======== SELECTED EXTRACT
For instance, the traditional research approach is poorly suited for detecting impacts of the types of exposures pollinators actually receive in fields—that is, chronic exposure to low levels of many different chemicals over a long period of time.

This shortcoming is especially problematic in light of widespread use of newer systemic pesticides that persist in crop plant tissues and lead to prolonged exposures. Residues can also accumulate over time in hives and on beekeeping equipment. Concerns about these compounds have led European regulators to ban neonicotinoids, a prevalent class of systemic pesticides, on bee-pollinated crops.

“The kinds of studies that are being done would not allow us to know with any degree of certainty whether they are hurting bees because of this complex set of interactions,” says Daniel Kleinman, a professor of community and environmental sociology. “There is essentially an area of ignorance that has been produced about this, things that we simply don’t know—and yet policy and practice are proceeding on the basis of that ignorance.”

In essence, the current system is biased against finding the majority of biologically relevant effects, yet our regulatory structure establishes policies based on the premise that harm we do not measure does not exist.

To be able to understand—and thus protect—pollinators, scientists and regulatory agencies alike must take a broader view of the issues at hand, acknowledge the complexity of the system and begin to explore some of the other perspectives involved, Kleinman and Suryanarayanan say.

Farmers who grow pollinator-dependent crops already tend to be more aware of bee-friendly practices, such as limiting chemical use during bloom season or spraying at night, says Gaines.

Eugene Woller, owner of Gentle Breeze Honey (and a CALS Short Course grad), keeps some 600 hives mostly at dairy farms in and around southcentral Wisconsin and “pays” farmers with honey (though he charges a small number of crop farms for pollination services). Bigger operations rent out hives and truck them all over the country. Photo by Wolfgang Hoffmann BS’75 MS’79

Now it makes sense, she says, to start looking at other cropping systems and management practices. For example, corn, though not a pollinator-dependent crop, has large impacts on bees because the planting process generates clouds of pesticide-laden dust that can hurt downwind insects. The direction the growing biofuel industry takes may also have a big impact on resource availability for pollinators. Cornfields for biofuel feedstock offer neither food nor shelter for bees, diverse prairie-style plantings offer an abundance of both, and switchgrass falls somewhere in between.
================
BRIEF A: In the pollinator passage, which class of systemic pesticides have European regulators banned on bee-pollinated crops?
BRIEF B: For each statement, decide whether it agrees with the pollinator passage, and quote the words that decide it. (i) Pesticide residues can build up in hives and on beekeeping equipment. (ii) Corn is a pollinator-dependent crop. (iii) Cornfields grown for biofuel feedstock provide food and shelter for bees.
BRIEF C: Write the next part of the pollinator passage, picking up after its final sentence.
The material that comes after this text is not needed.
======== EXTRACTED MATERIAL
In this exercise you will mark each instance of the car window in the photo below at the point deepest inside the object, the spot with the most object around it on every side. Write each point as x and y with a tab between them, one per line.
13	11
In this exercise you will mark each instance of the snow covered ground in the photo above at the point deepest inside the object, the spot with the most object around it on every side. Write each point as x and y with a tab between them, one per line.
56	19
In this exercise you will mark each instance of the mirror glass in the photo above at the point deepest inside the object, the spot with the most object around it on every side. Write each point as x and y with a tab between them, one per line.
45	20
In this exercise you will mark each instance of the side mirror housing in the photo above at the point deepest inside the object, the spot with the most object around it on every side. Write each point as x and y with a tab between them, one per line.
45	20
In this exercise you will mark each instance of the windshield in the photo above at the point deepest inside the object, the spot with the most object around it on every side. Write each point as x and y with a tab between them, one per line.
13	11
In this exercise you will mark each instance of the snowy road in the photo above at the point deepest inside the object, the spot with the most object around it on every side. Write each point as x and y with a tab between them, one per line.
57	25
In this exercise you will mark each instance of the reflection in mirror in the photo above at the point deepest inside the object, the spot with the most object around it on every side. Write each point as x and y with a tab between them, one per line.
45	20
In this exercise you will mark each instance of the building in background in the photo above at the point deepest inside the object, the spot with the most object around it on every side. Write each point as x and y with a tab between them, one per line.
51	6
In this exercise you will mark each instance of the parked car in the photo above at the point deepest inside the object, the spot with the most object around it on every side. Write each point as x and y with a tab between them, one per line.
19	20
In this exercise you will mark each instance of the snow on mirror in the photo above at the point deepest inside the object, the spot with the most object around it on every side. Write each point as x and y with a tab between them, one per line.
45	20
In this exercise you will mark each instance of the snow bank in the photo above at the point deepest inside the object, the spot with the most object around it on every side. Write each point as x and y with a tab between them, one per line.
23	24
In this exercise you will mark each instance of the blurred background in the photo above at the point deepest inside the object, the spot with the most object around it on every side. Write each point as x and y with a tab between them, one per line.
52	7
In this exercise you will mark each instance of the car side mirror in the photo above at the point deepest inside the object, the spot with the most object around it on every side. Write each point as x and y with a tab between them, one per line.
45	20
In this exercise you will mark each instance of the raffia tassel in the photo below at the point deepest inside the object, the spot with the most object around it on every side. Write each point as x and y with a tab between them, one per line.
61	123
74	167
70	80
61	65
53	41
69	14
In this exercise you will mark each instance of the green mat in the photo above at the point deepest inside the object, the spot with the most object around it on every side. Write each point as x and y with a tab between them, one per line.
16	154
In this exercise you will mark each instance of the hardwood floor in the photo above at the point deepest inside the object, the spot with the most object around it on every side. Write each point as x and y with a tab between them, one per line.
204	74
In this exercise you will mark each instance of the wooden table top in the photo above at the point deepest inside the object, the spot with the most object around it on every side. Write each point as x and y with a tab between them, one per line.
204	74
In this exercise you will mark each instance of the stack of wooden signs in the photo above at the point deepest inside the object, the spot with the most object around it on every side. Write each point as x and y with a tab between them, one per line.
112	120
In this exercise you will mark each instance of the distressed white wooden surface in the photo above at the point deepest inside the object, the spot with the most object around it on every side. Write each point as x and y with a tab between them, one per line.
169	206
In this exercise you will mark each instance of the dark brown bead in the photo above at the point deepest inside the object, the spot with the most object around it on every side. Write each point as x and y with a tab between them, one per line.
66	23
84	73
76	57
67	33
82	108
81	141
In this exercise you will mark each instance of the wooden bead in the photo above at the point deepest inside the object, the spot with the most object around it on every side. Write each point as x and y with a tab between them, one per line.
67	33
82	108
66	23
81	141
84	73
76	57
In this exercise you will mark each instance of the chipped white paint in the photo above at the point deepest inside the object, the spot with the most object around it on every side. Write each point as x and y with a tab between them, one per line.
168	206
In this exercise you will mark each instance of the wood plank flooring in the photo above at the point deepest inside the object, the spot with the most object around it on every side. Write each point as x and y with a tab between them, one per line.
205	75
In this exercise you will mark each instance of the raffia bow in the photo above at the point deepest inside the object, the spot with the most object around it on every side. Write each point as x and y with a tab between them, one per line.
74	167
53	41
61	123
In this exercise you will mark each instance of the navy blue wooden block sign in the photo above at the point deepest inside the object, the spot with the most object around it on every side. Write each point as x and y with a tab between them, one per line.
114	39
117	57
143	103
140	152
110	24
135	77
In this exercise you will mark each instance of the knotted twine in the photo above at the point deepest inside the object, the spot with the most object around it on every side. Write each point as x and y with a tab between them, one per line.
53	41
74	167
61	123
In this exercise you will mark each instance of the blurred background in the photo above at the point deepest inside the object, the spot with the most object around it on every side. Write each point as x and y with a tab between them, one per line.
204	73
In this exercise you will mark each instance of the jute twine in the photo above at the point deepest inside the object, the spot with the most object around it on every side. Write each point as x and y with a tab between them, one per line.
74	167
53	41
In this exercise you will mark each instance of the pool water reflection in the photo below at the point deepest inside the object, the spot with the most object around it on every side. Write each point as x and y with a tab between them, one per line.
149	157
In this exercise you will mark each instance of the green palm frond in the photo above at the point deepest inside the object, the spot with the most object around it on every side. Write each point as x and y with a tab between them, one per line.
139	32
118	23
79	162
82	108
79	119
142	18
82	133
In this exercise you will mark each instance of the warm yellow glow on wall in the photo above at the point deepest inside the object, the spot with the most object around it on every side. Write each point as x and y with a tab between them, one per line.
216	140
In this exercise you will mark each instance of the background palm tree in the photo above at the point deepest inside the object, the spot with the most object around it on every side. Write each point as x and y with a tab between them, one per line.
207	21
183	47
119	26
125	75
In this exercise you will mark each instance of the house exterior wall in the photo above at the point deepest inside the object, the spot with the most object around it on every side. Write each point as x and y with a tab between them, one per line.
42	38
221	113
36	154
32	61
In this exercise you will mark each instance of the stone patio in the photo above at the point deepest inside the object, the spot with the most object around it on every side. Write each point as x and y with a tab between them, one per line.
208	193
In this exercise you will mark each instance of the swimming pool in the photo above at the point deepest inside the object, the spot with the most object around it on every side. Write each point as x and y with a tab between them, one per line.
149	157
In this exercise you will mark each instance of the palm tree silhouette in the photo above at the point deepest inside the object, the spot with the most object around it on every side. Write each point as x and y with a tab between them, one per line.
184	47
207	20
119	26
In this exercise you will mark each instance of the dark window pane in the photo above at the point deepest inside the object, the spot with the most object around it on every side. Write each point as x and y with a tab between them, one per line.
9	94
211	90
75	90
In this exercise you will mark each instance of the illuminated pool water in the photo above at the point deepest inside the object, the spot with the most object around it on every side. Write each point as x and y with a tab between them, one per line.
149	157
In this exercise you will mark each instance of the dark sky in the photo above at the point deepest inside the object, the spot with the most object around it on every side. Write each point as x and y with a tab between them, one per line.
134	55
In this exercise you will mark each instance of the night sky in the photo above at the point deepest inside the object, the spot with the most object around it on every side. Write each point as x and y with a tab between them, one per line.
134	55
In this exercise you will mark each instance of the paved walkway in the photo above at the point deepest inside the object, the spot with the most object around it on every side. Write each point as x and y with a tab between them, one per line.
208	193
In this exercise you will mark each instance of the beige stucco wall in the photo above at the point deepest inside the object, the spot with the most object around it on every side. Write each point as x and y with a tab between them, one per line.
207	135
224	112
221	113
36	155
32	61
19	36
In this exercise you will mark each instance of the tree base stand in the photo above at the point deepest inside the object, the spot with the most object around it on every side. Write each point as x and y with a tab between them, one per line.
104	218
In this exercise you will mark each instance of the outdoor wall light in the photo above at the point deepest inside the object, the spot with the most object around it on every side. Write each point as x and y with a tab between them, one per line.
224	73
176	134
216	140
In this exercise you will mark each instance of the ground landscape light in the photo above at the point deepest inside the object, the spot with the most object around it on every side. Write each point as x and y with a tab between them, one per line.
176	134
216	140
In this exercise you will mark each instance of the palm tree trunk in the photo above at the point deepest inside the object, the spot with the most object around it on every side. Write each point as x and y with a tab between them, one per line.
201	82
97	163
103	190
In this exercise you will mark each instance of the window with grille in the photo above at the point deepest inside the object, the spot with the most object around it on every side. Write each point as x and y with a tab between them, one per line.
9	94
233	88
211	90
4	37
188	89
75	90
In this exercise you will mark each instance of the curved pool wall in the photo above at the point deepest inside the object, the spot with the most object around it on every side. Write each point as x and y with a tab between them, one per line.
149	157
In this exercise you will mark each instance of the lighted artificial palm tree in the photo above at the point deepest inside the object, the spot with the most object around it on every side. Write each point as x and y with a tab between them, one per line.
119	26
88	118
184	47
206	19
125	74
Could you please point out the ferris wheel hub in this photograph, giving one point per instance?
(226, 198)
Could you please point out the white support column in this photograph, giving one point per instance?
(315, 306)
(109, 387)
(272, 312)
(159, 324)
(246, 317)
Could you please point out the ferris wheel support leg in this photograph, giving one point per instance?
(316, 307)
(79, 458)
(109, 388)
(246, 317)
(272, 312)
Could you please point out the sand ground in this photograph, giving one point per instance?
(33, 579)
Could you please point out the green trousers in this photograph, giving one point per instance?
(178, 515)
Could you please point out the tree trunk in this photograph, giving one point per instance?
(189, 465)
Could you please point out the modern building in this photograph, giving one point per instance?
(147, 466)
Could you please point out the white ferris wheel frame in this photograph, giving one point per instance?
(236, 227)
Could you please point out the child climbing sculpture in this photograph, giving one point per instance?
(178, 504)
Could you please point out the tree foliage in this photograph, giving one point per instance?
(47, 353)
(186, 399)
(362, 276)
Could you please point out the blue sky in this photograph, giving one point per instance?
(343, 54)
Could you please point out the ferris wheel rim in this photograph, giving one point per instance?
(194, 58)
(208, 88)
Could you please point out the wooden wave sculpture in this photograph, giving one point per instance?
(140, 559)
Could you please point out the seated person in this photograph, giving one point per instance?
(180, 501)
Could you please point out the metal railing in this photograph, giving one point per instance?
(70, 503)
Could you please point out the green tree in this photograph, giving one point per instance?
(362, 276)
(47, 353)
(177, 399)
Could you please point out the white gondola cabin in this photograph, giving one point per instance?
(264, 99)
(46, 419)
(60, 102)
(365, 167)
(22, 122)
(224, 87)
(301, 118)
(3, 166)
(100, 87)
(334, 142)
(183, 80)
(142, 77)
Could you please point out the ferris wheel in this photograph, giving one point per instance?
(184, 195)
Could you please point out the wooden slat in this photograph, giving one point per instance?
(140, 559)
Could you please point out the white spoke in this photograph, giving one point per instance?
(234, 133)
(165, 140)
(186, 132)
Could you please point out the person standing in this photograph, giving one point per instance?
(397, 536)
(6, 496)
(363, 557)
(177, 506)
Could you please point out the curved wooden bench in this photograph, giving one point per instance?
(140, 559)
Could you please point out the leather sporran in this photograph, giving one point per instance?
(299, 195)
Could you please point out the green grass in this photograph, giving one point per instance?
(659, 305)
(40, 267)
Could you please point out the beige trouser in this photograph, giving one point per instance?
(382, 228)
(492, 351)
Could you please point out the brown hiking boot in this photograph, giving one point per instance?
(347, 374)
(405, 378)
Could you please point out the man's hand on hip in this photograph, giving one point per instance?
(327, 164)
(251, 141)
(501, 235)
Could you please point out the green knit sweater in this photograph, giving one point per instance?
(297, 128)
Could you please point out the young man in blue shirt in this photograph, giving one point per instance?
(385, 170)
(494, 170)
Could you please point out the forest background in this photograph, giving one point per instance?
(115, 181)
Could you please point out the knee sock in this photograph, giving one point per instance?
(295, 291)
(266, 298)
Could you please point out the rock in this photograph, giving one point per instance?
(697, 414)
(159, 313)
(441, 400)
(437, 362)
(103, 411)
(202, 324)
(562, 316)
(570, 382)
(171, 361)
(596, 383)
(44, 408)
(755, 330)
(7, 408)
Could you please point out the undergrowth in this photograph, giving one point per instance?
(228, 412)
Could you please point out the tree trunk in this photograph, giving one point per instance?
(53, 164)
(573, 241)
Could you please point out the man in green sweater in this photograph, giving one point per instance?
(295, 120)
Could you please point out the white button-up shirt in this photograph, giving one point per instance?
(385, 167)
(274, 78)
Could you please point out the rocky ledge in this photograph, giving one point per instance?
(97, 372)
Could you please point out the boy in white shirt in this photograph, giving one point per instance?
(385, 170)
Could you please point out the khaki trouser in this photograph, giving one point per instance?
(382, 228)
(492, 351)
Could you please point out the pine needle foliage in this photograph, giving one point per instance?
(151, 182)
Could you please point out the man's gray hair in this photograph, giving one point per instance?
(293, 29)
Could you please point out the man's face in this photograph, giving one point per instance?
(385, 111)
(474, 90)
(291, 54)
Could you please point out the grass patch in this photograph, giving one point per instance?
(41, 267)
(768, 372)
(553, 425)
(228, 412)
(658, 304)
================
WRITTEN RESPONSE A: Neonicotinoids.

WRITTEN RESPONSE B:
(i) Yes: "Residues can also accumulate over time in hives and on beekeeping equipment."
(ii) No: "corn, though not a pollinator-dependent crop"
(iii) No: "Cornfields for biofuel feedstock offer neither food nor shelter for bees"

WRITTEN RESPONSE C:
The amount of complexity you find is determined by how much you look for, Grubbs notes. “The more questions you ask, the more questions you have,” he says. “This is no exception.” As he sorts through thousands of snippets of microbial DNA, he is looking for patterns and clues as to how outside influences may change hive microbiota. By focusing on the ecological impacts to the bees, he hopes to remove the emphasis on any individual stressor. “When you hear ‘disorder’ you think one cause,” he says. “But it’s a whole suite of things that set up susceptibility for something to take over the hive.”

Kleinman and Suryanarayanan would like to see a regulatory and policy-making system that can accommodate multiple types of information, including laboratory studies, multivariate analyses and even empiric evidence such as beekeeper observations. They are currently developing a project to bring together groups with different backgrounds but common interests. By linking beekeepers, regulators and scientists with a range of expertise they hope to improve methods of understanding the true impacts of different factors.

“Everybody agrees to some extent that it’s a multifactorial issue,” Suryanarayanan says. “What’s not resolved is which factors are more prominent and which factors are less.”

However, he thinks it’s clear that sound policy should arise from the intersection of these types of work. One key step is to rethink both the science and the sociology on which current regulatory policies are based. “Given the ambiguity of the evidence here, a precautionary approach would be the appropriate one to take as a policy matter,” says Kleinman.

Both our bees and our agriculture depend on it.